(Natural language region descriptions)
- Opening Delimiter -

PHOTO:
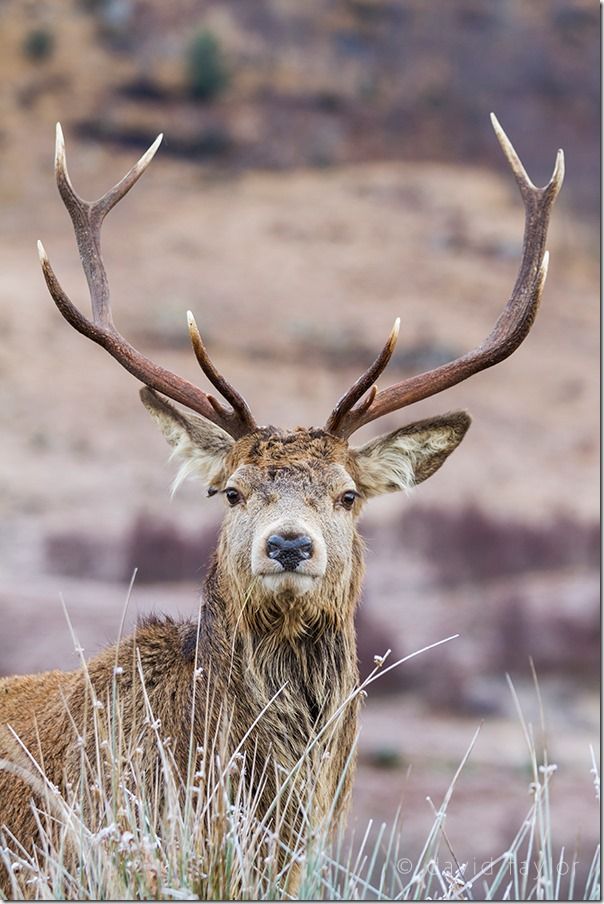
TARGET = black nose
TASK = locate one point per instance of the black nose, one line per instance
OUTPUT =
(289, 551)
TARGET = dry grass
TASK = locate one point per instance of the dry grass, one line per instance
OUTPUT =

- Closing Delimiter -

Go through the lines above and write each one out verbatim, skipping the pictures.

#### Response to this task
PHOTO:
TARGET = black nose
TASK = locate one point per instance of the black nose, one line per instance
OUTPUT =
(289, 551)
TARGET = dry grass
TASK = locate one point per instance of the dry grass, one line per instance
OUTPUT =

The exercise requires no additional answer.